§ Task to complete
Switch every "one marker" in the data below to "a single marker", and reproduce all the data with nothing else changed. Leave the pictures out.

§ Supplied records
▶
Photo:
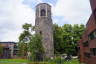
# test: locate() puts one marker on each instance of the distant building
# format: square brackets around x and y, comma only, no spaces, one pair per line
[87,44]
[44,27]
[9,49]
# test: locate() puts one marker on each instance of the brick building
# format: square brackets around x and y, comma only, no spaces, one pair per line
[44,27]
[87,44]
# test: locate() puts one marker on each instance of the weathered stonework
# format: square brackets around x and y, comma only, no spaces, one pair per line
[44,26]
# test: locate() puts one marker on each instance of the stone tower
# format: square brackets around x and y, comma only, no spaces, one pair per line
[44,26]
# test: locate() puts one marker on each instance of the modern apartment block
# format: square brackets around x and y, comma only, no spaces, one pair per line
[87,44]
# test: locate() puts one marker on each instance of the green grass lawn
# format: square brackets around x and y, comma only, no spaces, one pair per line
[13,61]
[23,61]
[74,61]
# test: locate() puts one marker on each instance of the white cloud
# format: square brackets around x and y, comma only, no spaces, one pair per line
[74,11]
[14,13]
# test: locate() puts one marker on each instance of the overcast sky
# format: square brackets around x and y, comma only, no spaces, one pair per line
[14,13]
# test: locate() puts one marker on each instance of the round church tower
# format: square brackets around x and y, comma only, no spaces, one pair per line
[44,27]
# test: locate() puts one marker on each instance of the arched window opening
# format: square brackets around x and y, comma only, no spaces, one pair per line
[43,12]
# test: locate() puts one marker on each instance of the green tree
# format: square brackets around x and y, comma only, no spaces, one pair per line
[66,38]
[36,48]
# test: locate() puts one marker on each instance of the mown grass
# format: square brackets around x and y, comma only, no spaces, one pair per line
[13,60]
[22,61]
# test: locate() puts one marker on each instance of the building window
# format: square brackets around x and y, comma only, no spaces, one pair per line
[92,35]
[43,12]
[87,55]
[85,44]
[93,51]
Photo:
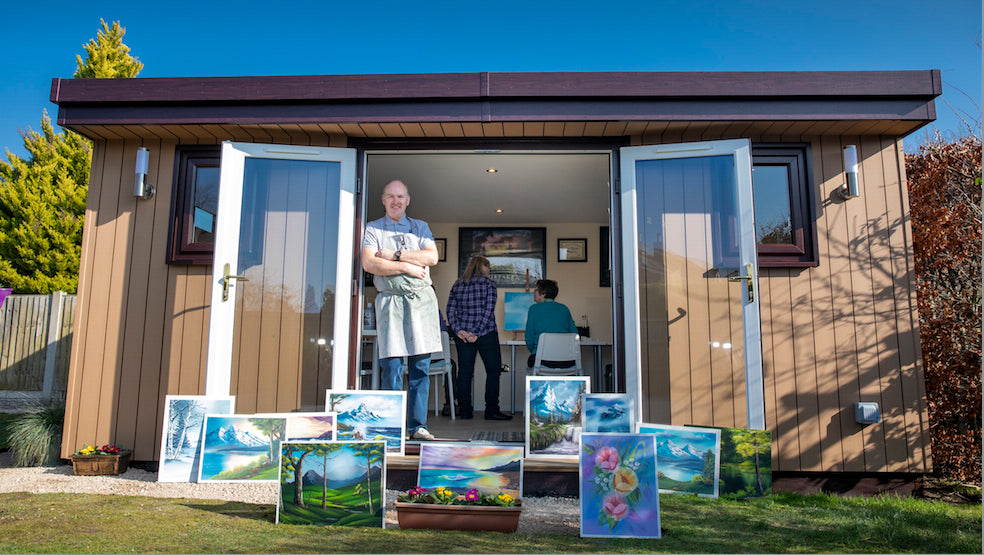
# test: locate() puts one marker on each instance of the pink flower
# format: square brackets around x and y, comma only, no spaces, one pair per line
[615,506]
[607,458]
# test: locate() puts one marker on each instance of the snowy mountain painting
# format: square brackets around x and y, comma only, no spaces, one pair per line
[689,458]
[184,417]
[370,416]
[554,414]
[239,447]
[608,413]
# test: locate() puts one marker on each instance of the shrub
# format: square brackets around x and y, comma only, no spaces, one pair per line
[35,436]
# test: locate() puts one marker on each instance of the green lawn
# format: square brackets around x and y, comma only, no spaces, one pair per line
[783,523]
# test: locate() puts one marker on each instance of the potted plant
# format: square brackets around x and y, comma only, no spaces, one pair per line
[443,509]
[108,460]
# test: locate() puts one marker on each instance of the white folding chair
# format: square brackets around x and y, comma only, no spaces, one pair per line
[558,347]
[441,366]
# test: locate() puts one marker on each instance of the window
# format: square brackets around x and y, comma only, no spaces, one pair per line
[196,193]
[785,228]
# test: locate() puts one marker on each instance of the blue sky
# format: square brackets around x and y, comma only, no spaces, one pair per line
[189,39]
◀
§ Answer to the task
Photo:
# test: locate() puts a single marker on each instance of the distant building
# format: square brackets around x and y, comma only, no spaces, one pair per line
[87,44]
[44,27]
[9,49]
# test: locate() puts a single marker on each instance of the brick building
# format: square brackets around x and y, comma only, no spaces, one pair per line
[44,27]
[87,44]
# test: locate() puts a single marker on each instance of the weathered stonework
# format: square brackets around x and y, comma only, no spaces, one pair per line
[44,26]
# test: locate() puts a single marker on each instance of the stone tower
# format: square brackets around x and y, comma only, no spaces, one pair per line
[44,26]
# test: locate() puts a single marker on each instance of the modern apartment block
# format: square brackets around x and y, comma only, no spaces, one pair per line
[87,44]
# test: locate() puts a single marker on each instance of the green grass lawn
# format: square brackets around x and y, comma only, no spaces, one pair per line
[13,61]
[23,61]
[74,61]
# test: locate() puts a single marker on each instance of the white cloud
# format: square brackets around x and y, comma only, no spaces, one pair per line
[74,11]
[14,13]
# test: locate() puts a single marker on each instance of the overcast sky
# format: square brackets around x and y, comma only, no spaces, one pair per line
[14,13]
# test: locate() puts a single marker on each instance of the round church tower
# format: square brackets around x and y, comma only, no spaces, one pair per line
[44,27]
# test: locate() puts a single marker on each instance of the arched window opening
# format: square brackets around x and y, comma only, no spaces, one pair per line
[43,12]
# test: locate() puts a single marker on each instance of the green tree
# format: square brackets around x and y, comma only, no spaces, one pair per line
[66,38]
[36,48]
# test: locate() puts a single marker on each instance of the mown grass
# format: square brackets around x and y, comma only, no spaces, one pair per line
[13,60]
[22,61]
# test: locate() puts a single marker on each instance of the building window
# format: square brackets around x and y, comma only, no spaces, one pair per line
[92,35]
[43,12]
[87,55]
[85,44]
[93,51]
Photo:
# test: locate() puts a single marker on each instance of the pink flower
# format: square brackets around x and y, comma only, no spaces, one pair per line
[615,506]
[607,458]
# test: locate() puts a single marker on each instance of the snowy mountain painting
# format: square brackets around x and y, comma only, no spaces, one pair per line
[689,458]
[184,417]
[370,416]
[554,414]
[239,447]
[608,413]
# test: locate() puts a single marker on each instance of the shrub
# format: square brackets around x and y, comma only, no spaces, one pair per line
[35,436]
# test: locate() puts a single marker on each instance of the green lawn
# format: square brackets around x and y, comma only, no spaces, one pair per line
[783,523]
# test: locate() puts a single marker on each instance of the potted plant
# format: square brackets around x and y, comma only, no spaces, one pair per line
[443,509]
[108,460]
# test: locate() puts a single marker on each instance of the white folding chair
# format: square brackets around x and y, comma only, no spaces, one pair per line
[558,347]
[441,366]
# test: locate() puts a single marker on each instance of the window
# format: square brackets around x and y, comma only, no spaces, one pair per line
[196,193]
[785,228]
# test: locate() puts a single marker on each instance of the blue sky
# format: square brackets around x and y, comma only, no spaces, one pair per line
[189,39]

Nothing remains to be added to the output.